**묻는 내용:**
자료의 첫 줄부터 "column 355, row 79"가 들어 있는 줄까지(양 끝 포함)의 줄을, "query"를 "label"(으)로 바꾸고 나머지는 그대로 두어 수정하시오. 그림은 답에서 빼시오.

데이터셋 항목
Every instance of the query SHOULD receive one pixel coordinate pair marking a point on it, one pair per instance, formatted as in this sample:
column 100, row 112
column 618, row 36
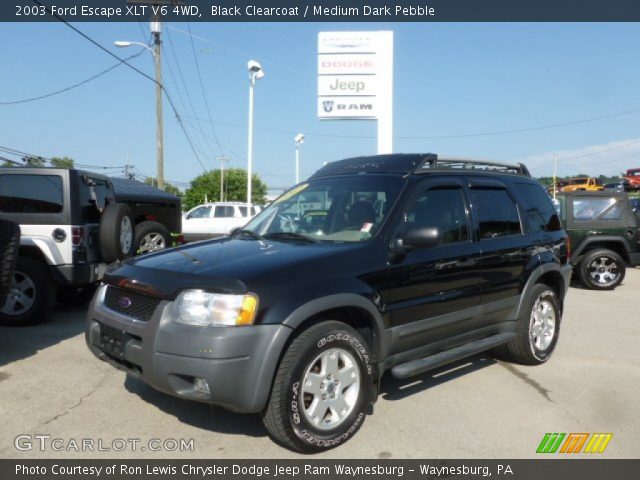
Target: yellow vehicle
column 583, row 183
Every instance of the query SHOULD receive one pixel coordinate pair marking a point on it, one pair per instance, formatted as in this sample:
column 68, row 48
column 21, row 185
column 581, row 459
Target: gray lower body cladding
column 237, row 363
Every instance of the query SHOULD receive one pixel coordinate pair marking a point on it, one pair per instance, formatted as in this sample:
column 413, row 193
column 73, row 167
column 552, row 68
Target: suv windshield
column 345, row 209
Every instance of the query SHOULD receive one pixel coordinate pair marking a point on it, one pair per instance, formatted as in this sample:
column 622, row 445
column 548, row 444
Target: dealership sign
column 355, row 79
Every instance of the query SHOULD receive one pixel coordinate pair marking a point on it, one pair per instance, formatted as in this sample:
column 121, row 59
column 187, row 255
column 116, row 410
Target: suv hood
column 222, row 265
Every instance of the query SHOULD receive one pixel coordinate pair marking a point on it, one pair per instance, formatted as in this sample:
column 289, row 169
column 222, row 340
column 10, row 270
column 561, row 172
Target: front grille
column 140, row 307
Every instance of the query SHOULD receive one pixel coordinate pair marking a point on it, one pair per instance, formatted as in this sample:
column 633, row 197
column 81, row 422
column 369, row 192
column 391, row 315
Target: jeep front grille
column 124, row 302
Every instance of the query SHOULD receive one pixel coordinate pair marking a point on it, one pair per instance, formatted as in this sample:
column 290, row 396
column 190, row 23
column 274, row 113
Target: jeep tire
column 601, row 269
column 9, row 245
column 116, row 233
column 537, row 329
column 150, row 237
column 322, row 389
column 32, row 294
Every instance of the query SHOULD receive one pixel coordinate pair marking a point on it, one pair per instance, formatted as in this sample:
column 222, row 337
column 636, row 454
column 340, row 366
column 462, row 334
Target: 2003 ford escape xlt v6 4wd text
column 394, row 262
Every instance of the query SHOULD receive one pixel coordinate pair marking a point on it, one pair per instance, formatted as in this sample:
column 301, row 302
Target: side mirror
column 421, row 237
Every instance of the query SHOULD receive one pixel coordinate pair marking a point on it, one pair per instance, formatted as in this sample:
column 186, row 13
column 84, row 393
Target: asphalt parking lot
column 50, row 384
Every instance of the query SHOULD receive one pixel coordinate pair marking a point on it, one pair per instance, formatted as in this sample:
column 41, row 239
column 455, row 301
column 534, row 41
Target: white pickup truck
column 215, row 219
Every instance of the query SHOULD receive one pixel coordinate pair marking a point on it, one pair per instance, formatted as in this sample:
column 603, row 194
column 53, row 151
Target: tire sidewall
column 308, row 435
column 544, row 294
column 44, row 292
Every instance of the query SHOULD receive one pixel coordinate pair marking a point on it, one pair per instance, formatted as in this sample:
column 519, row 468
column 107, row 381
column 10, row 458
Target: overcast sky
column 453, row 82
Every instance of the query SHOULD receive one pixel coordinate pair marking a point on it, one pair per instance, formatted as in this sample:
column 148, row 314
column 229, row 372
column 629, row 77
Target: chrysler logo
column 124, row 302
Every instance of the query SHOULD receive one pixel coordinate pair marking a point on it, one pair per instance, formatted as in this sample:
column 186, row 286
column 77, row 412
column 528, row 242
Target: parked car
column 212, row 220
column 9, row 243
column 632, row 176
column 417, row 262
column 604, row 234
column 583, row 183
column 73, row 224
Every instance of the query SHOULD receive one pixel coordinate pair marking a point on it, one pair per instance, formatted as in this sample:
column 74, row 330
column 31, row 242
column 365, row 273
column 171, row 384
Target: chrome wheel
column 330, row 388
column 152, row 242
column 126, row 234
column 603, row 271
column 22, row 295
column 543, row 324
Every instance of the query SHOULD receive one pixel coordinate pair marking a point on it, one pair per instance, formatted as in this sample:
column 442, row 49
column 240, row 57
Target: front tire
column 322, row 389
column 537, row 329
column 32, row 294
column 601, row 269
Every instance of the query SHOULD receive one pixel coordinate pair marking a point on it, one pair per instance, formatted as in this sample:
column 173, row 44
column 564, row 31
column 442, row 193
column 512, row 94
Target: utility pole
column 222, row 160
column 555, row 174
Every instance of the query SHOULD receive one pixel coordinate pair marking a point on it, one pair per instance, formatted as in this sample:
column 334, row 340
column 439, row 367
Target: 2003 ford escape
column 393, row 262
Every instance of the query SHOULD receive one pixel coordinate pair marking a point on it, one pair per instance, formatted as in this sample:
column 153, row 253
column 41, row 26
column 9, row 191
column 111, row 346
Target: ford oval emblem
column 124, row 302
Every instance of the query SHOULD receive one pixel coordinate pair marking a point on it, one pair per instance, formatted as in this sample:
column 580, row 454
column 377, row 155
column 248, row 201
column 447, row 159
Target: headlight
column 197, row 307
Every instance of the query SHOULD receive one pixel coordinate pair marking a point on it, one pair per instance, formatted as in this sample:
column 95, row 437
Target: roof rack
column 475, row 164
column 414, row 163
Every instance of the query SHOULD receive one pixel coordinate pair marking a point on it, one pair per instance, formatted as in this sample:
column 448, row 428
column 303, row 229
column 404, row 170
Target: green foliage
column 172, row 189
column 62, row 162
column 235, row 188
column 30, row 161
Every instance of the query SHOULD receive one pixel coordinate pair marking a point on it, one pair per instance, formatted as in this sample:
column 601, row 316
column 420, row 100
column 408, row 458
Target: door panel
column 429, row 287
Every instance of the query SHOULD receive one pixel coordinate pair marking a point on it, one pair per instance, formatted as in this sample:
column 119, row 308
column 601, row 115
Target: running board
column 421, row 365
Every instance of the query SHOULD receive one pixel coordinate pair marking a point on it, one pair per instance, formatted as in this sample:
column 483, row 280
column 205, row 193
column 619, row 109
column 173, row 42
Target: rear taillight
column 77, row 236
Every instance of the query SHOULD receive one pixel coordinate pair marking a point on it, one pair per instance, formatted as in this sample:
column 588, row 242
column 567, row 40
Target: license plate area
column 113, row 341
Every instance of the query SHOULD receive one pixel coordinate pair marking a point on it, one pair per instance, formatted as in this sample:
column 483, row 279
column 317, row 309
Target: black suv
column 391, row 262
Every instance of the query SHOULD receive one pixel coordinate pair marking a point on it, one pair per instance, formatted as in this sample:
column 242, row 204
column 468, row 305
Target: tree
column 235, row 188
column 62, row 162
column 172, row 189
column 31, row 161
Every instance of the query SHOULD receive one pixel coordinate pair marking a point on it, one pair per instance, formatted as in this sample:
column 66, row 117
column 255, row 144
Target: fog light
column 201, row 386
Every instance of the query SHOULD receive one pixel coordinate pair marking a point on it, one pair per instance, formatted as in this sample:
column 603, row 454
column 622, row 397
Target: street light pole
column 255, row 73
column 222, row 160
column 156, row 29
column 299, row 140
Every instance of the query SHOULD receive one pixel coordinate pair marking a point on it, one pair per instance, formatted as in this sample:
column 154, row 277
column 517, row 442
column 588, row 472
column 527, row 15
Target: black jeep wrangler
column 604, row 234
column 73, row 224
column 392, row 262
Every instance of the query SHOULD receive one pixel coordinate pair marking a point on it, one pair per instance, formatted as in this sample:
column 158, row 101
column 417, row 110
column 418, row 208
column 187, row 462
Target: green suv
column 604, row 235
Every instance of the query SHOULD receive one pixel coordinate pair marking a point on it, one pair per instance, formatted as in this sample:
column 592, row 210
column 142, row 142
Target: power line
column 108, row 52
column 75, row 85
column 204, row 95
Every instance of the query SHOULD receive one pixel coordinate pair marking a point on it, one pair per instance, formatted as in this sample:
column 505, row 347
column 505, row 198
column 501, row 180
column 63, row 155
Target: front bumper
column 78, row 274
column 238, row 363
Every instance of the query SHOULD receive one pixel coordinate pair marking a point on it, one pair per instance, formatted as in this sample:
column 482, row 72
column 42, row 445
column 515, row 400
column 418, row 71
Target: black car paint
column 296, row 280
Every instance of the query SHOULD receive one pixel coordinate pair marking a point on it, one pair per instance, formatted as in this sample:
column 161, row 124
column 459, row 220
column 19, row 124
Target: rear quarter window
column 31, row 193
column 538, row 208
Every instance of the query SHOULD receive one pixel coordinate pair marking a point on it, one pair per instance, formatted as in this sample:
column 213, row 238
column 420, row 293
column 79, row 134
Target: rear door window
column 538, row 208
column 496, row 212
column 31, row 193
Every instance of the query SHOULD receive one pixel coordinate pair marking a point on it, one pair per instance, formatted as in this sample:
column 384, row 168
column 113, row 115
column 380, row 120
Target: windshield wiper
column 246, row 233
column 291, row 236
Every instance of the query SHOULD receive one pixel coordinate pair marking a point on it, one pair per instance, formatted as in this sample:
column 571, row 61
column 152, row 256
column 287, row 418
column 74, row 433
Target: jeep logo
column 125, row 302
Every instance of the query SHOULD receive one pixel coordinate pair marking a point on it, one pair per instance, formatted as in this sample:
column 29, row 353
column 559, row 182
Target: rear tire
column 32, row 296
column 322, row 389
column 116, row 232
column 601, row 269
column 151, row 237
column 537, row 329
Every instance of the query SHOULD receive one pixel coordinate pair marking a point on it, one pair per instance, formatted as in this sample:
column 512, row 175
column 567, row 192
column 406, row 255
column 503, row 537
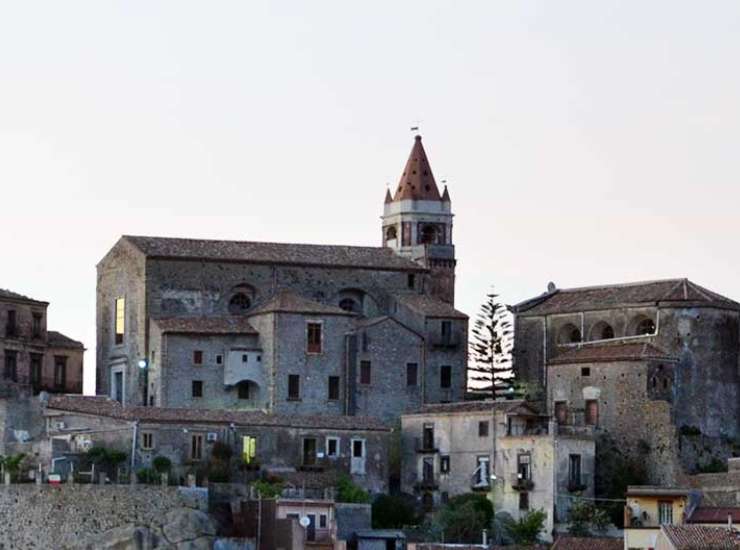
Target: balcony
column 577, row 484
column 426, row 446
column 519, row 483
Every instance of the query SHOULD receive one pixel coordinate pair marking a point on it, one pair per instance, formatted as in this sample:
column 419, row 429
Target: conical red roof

**과제 답안:**
Every instance of the label SHOULD receive one pixel coordinate pair marking a point on it, one pair per instance, formatted as in this sample:
column 100, row 112
column 618, row 36
Target: yellow vehicle
column 583, row 183
Every instance of the label SHOULD receive one pixel coordinate pair marking a point on it, one pair per instance, formatted as in this sample:
column 68, row 48
column 21, row 185
column 581, row 459
Target: gray lower body cladding
column 237, row 363
Every instance of the label SHOULD receive one pixel coordinate pair marking a point on it, one pair per instance, formatted as in this sample:
column 413, row 193
column 73, row 167
column 552, row 68
Target: suv windshield
column 345, row 209
Every instance of the label SHOULD receive one pixel coordinate pair marking a point on it, one pair per instance, formatted as in this sample:
column 622, row 445
column 548, row 444
Target: dealership sign
column 355, row 79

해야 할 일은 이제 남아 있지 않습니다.